* AIM OF THE TASK
The reply should repeat all of the data word for word, with no pictures.

+++ RECORDS FOR THE TASK

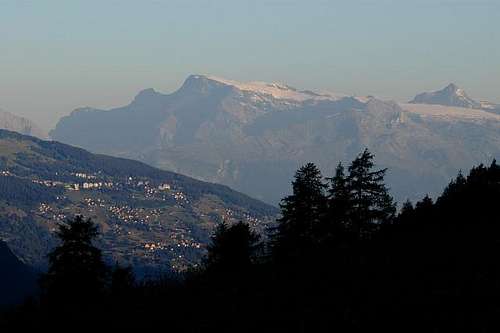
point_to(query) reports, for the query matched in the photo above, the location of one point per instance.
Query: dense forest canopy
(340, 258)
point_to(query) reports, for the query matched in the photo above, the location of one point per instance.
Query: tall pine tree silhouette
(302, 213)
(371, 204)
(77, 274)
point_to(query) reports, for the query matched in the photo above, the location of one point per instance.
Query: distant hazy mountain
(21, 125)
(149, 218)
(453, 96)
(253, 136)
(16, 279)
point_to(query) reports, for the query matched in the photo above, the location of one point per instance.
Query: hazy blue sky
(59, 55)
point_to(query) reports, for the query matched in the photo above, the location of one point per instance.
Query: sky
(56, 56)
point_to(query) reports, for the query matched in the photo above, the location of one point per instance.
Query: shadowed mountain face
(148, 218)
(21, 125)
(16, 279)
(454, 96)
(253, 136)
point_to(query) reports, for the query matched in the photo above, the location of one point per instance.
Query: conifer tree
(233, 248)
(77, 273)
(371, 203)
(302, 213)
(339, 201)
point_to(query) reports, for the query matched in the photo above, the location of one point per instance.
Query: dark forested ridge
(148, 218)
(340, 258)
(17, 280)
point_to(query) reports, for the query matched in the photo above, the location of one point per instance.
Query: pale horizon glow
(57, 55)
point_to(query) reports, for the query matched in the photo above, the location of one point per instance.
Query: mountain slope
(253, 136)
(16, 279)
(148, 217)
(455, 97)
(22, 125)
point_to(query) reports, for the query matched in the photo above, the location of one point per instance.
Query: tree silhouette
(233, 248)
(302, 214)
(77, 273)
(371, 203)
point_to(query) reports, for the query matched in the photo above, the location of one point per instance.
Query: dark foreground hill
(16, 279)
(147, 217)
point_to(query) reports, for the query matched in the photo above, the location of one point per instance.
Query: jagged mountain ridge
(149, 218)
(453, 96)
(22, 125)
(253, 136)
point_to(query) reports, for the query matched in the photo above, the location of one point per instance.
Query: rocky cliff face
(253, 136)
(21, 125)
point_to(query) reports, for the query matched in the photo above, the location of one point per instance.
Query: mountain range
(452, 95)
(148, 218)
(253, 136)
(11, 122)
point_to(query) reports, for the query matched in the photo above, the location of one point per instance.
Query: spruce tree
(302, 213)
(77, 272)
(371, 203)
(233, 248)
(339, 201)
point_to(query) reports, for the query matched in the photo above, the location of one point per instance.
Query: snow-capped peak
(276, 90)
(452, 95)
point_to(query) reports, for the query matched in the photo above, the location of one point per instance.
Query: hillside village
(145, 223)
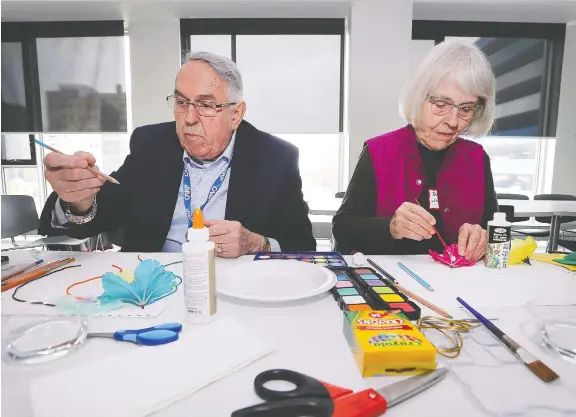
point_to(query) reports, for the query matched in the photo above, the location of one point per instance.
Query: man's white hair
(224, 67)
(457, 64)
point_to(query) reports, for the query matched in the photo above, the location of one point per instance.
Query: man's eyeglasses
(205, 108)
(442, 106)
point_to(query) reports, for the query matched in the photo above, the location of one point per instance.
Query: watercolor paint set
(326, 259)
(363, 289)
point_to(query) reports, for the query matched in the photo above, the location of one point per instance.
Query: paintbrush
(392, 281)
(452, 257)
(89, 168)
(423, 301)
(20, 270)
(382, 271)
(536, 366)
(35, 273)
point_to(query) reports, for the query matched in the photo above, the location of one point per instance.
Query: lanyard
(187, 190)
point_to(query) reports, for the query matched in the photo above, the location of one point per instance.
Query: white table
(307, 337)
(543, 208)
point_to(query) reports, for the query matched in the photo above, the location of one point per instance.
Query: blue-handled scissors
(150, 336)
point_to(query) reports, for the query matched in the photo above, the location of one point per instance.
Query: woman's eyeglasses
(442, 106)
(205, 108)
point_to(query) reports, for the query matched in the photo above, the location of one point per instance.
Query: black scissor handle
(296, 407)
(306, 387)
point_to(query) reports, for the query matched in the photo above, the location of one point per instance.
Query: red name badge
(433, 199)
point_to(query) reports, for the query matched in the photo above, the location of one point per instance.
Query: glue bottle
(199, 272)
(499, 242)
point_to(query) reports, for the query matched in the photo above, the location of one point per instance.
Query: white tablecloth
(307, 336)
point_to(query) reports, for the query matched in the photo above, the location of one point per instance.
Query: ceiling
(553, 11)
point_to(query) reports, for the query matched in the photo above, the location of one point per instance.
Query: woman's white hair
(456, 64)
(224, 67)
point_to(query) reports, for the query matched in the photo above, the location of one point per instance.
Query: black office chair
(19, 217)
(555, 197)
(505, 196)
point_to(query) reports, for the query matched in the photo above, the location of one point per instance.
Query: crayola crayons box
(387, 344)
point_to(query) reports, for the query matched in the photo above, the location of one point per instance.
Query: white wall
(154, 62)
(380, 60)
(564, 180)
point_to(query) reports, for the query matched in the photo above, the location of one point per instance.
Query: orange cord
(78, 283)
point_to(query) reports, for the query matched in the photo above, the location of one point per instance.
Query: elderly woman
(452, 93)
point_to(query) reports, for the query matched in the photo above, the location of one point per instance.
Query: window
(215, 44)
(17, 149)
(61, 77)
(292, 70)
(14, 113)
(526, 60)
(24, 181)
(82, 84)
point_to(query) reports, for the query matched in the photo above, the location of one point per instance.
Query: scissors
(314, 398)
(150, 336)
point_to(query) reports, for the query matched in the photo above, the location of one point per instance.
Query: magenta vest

++++++

* ANSWER SECTION
point_to(query) reports, for the query matched in the photo above, the location of one point per instance.
Query: dense forest canopy
(340, 258)
point_to(query) reports, for the query matched in the photo above, the location of one point per instance.
Query: tall pine tree silhouette
(302, 213)
(371, 204)
(77, 274)
point_to(query) reports, for the query matched in the photo above, the location of one point per instance.
Query: distant hazy mountain
(21, 125)
(149, 218)
(453, 96)
(253, 136)
(16, 279)
point_to(query) reports, for the query matched in the photo above, the location of one point per instance.
Query: hazy blue sky
(59, 55)
point_to(query) reports, for the query matched in the photo above, the location of one point per instance.
Query: sky
(56, 56)
point_to(query) reports, for the query matched in the photo above, the location of one point per instance.
Query: shadowed mountain face
(148, 218)
(21, 125)
(16, 279)
(454, 96)
(253, 136)
point_to(query) reports, for the query matched in the photo above, the location of one point per instance.
Query: conifer tree
(233, 248)
(77, 273)
(371, 203)
(302, 213)
(339, 201)
point_to(query) reports, for the query matched in the photo above, the location of one point per instance.
Query: dark forested ridge
(148, 218)
(340, 258)
(17, 280)
point_to(query) reports, for the query matched in the photo above, the location of one point per instance.
Query: pale horizon glow
(57, 55)
point_to(query) reports, for the query matched in the photo above, the location of one point per instance.
Query: mountain slope
(253, 136)
(16, 279)
(148, 217)
(455, 97)
(22, 125)
point_to(query) reports, for the query matched in the photo above, the location of one point per instance.
Query: tree silhouette
(233, 248)
(302, 214)
(77, 273)
(371, 203)
point_to(query) reports, for the query matched in the photo above, the location of one point per instance.
Query: dark foreground hill
(16, 279)
(147, 217)
point_to(query) reports, for the query matched in the photo above, the location of one point per instance.
Query: jagged mountain ridge
(149, 218)
(453, 96)
(22, 125)
(253, 136)
point_to(query) reports, for the query matched in the photo above, the location of one point per instance.
Query: rocky cliff face
(253, 136)
(21, 125)
point_to(query) reports, for the query matched in the photo above, the location of one point per instance.
Query: mountain range
(452, 95)
(148, 218)
(253, 136)
(11, 122)
point_to(query) reports, for the query matched in the photo above, the location of one point per instance.
Query: spruce tree
(302, 213)
(77, 272)
(371, 203)
(233, 248)
(339, 201)
point_to(query) reports, for the query matched in the photo above, the location of one point per instance.
Query: snow-capped peak
(276, 90)
(452, 95)
point_to(query) reports, for the query matched in the photo above, the location of one point per instance.
Query: hillside village
(145, 223)
point_to(query) reports, for the query matched in the photo above, the location of one point per instance.
Query: man's white hair
(224, 67)
(457, 64)
point_to(query) reports, for the query matched in the photo above, the location of one point per instance.
Query: man's eyeglasses
(205, 108)
(442, 106)
point_to(query) reports, for the query matched in the photo above, the location of one point per instance.
Query: watercolor paint set
(326, 259)
(363, 289)
point_to(query) reports, for the query matched in the photo above, the location of one point per instance.
Query: paintbrush
(392, 281)
(452, 257)
(89, 168)
(423, 301)
(20, 270)
(382, 271)
(536, 366)
(35, 273)
point_to(query) reports, for the query matched in the photo above, the location of one point per instance.
Query: lanyard
(187, 190)
point_to(query) reports, for the query matched in the photo above, the location of one point per instance.
Query: white table
(307, 337)
(543, 208)
point_to(query) reports, for the query matched in the photo above, the location of one point per instance.
Query: blue-handled scissors
(150, 336)
point_to(query) reports, for the query matched in the photo above, the location of one point per instance.
Query: woman's eyeglasses
(442, 106)
(205, 108)
point_to(query) reports, for the query matched in the photo above, the location of one point per instance.
Query: black scissor handle
(296, 407)
(306, 387)
point_to(query) reports, for the query matched in the photo above, the location of one point per instance.
Query: red name badge
(433, 199)
point_to(query) reports, for the query matched in the photo above, the location of one point per instance.
Query: glue bottle
(199, 272)
(499, 242)
point_to(query) reports, for the query matched in the photo above, the location of one point per instance.
Query: white tablecloth
(307, 336)
point_to(query) reports, for the query matched in the photo above, the location of one point per instance.
Query: ceiling
(553, 11)
point_to(query) reports, for the query matched in the photo above, the location of one point per instance.
Query: woman's white hair
(456, 64)
(224, 67)
point_to(query) reports, for the query matched in the photo above, the location of one point per instance.
Query: black office chair
(19, 217)
(555, 197)
(505, 196)
point_to(query) reports, for the query matched in the photo above, the location of one point per instance.
Query: crayola crayons box
(387, 344)
point_to(query) reports, for the query matched in the photo above, the location of one point per instance.
Query: white wall
(154, 62)
(380, 60)
(564, 180)
point_to(query) reports, for the query matched in the photo above, the location of one point per instance.
Query: orange cord
(78, 283)
point_to(query) reports, for the query matched in the photo above, the location of one point per instance.
Query: elderly woman
(452, 93)
point_to(query) reports, for the query matched in the photo above, the location of one point per instance.
Query: window
(215, 44)
(17, 149)
(61, 77)
(292, 70)
(14, 113)
(526, 60)
(24, 181)
(82, 84)
point_to(query) reports, for the query matched in the photo above, the location of one point per instance.
Query: scissors
(314, 398)
(150, 336)
point_to(query) reports, for the query matched in the photo above, the location of one point per instance.
Query: magenta vest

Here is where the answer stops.